=== Given information ===
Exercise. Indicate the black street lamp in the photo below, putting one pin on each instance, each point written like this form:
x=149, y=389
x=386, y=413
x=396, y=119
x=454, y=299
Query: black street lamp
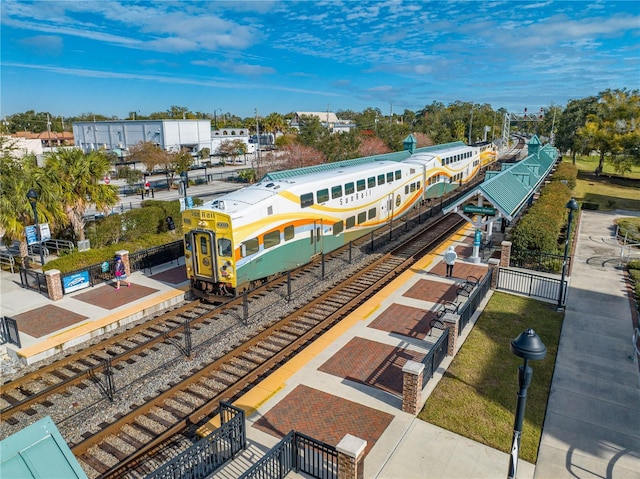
x=528, y=346
x=32, y=196
x=572, y=205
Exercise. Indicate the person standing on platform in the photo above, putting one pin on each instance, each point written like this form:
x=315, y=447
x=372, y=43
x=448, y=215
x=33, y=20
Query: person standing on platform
x=449, y=259
x=120, y=273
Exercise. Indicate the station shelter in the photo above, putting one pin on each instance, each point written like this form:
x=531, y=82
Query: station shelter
x=504, y=194
x=38, y=451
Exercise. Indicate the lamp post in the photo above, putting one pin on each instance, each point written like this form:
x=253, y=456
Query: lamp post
x=572, y=205
x=32, y=196
x=528, y=346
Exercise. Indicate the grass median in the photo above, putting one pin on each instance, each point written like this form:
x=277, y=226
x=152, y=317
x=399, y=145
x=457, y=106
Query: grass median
x=477, y=395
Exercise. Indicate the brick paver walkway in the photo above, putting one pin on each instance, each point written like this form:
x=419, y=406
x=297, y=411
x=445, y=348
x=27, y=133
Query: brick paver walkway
x=324, y=417
x=404, y=320
x=107, y=297
x=368, y=362
x=46, y=320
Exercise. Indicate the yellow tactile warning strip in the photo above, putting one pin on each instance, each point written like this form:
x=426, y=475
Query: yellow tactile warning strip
x=56, y=341
x=251, y=401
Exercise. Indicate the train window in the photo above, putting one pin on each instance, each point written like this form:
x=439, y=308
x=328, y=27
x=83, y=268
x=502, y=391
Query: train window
x=351, y=222
x=224, y=247
x=271, y=239
x=250, y=246
x=322, y=195
x=306, y=200
x=348, y=189
x=289, y=232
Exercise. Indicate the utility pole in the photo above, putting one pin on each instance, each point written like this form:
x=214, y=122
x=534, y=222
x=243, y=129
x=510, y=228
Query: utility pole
x=258, y=136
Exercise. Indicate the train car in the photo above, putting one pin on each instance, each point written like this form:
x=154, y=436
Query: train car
x=241, y=239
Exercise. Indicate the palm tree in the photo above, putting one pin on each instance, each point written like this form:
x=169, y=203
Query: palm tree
x=78, y=174
x=19, y=175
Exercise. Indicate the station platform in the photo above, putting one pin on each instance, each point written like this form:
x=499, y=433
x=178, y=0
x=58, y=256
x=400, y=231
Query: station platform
x=348, y=382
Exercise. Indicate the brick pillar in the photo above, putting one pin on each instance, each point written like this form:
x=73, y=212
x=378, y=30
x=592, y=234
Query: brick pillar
x=451, y=322
x=505, y=255
x=493, y=267
x=54, y=284
x=412, y=373
x=351, y=457
x=124, y=254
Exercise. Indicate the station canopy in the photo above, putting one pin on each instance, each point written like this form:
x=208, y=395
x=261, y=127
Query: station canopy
x=507, y=191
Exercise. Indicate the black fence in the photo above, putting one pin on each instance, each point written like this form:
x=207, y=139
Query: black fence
x=9, y=331
x=472, y=303
x=530, y=284
x=32, y=279
x=299, y=453
x=155, y=256
x=538, y=261
x=435, y=356
x=211, y=452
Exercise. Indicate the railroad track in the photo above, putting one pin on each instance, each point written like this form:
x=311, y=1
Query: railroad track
x=137, y=443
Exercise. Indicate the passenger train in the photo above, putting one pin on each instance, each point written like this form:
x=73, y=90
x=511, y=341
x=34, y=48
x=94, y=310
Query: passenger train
x=240, y=239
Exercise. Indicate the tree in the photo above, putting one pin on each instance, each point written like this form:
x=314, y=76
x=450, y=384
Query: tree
x=19, y=175
x=570, y=120
x=614, y=125
x=149, y=154
x=77, y=174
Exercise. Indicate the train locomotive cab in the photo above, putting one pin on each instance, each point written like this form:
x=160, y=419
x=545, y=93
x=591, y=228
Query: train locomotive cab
x=209, y=258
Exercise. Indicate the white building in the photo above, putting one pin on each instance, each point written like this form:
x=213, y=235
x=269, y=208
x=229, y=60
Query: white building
x=328, y=119
x=121, y=135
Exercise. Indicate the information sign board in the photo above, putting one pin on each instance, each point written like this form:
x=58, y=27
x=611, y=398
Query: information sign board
x=32, y=237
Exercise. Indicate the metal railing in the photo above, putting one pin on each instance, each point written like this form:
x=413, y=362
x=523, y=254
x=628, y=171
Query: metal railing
===
Request :: Transcribe the whole listing exactly. Pictures are excluded.

Complete response ::
Exercise. Indicate the black street lamp in the photo below, putting one pin on each instance, each point written like this form:
x=149, y=389
x=386, y=413
x=396, y=119
x=454, y=299
Query: black street lamp
x=528, y=346
x=32, y=196
x=572, y=205
Exercise. Indicate the person standing on platform in the photo above, putting one pin on each instance, each point written like this form:
x=315, y=447
x=372, y=43
x=448, y=215
x=33, y=20
Query: person standing on platform
x=449, y=259
x=120, y=273
Exercise. Indicate the station shelter in the photo above, putting one pin on each instance, each point written like this form:
x=531, y=82
Query: station shelter
x=504, y=194
x=38, y=451
Exercise. Indicate the lamp post in the photo above, putting one pin on each instance, each point written like this form:
x=253, y=456
Query: lamp post
x=572, y=205
x=32, y=196
x=528, y=346
Exercise. Indicate the grass median in the photo above, putting one pin on each instance, each point written like this form:
x=277, y=226
x=152, y=317
x=399, y=145
x=457, y=106
Query: grass median
x=477, y=395
Exercise. Indicate the brick paver walkway in the photo above, putting one pin on each instance, each point written like this form:
x=419, y=406
x=297, y=411
x=445, y=348
x=27, y=133
Query: brick paver walkway
x=324, y=417
x=404, y=320
x=107, y=297
x=368, y=362
x=46, y=320
Exercise. Indicate the yellow tactile warning strip in the photo above, putting one pin on each instance, each point written like this form:
x=426, y=475
Query: yellow tactile warning strip
x=56, y=341
x=251, y=401
Exercise. Indicate the train window in the photo above, putting one pin on each instance, each point written like this form:
x=439, y=308
x=328, y=27
x=83, y=268
x=502, y=391
Query: train window
x=351, y=222
x=224, y=247
x=271, y=239
x=250, y=246
x=322, y=195
x=306, y=200
x=348, y=189
x=289, y=232
Exercise. Indicate the utility pole in the photo above, putting one pin on each instance, each point written like this form:
x=214, y=122
x=534, y=222
x=243, y=129
x=510, y=228
Query: utility pole
x=258, y=136
Exercise. Indicate the train car in the photo above, putting one pin on each instance, each point written like this form:
x=154, y=436
Query: train car
x=241, y=239
Exercise. Indicate the palm tree in the photo above, putting one pin on each instance, each point written like this form:
x=169, y=203
Query: palm tree
x=78, y=174
x=19, y=175
Exercise. Indicate the station platform in the photo above, putting one pin on each instance, each point written like this form:
x=499, y=433
x=178, y=0
x=58, y=256
x=400, y=231
Query: station platform
x=348, y=382
Exercise. Indicate the brick pillar in the photo above, putting one pin on each instance, each point written like this form:
x=73, y=212
x=378, y=30
x=592, y=234
Query: brick pillar
x=451, y=322
x=505, y=255
x=493, y=267
x=54, y=284
x=412, y=373
x=351, y=457
x=124, y=254
Exercise. Indicate the station canopy in the photo above, putting one pin on each instance, each point written like this form:
x=208, y=395
x=261, y=127
Query: station canopy
x=507, y=191
Exercise. Indicate the black fence in the photo above, putting one pin on each instance, each point written like this form:
x=207, y=139
Query: black fence
x=9, y=331
x=472, y=303
x=530, y=284
x=32, y=279
x=299, y=453
x=155, y=256
x=538, y=261
x=435, y=356
x=211, y=452
Exercise. Indicate the railroad track in the photo above, putting one pin on each instance, each point written like this form:
x=311, y=1
Query: railroad track
x=137, y=443
Exercise. Indicate the passenger train in the photo above, putting one pin on each instance, each point written like this form:
x=73, y=90
x=511, y=341
x=34, y=48
x=94, y=310
Query: passenger train
x=240, y=239
Exercise. Indicate the tree in the photo above, putting one pin on each instance, each point written like this form:
x=314, y=76
x=450, y=384
Query: tree
x=19, y=175
x=570, y=120
x=614, y=125
x=149, y=154
x=77, y=174
Exercise. Indicate the train locomotive cab in the photo above, putting one pin on each instance, each point written like this form:
x=160, y=419
x=545, y=93
x=591, y=228
Query: train locomotive cab
x=209, y=258
Exercise. Indicate the white building in the photo above, putting one pin on each instance, each point written like this form:
x=213, y=235
x=269, y=208
x=229, y=60
Query: white building
x=328, y=119
x=121, y=135
Exercise. Indicate the information sign board in the photo above, putting one pin on each instance, each point written like this form:
x=58, y=27
x=611, y=398
Query: information sign board
x=32, y=237
Exercise. Indicate the metal railing in the photo above, putting one pin on each instance, each point written like this form:
x=413, y=362
x=523, y=254
x=628, y=171
Query: metal railing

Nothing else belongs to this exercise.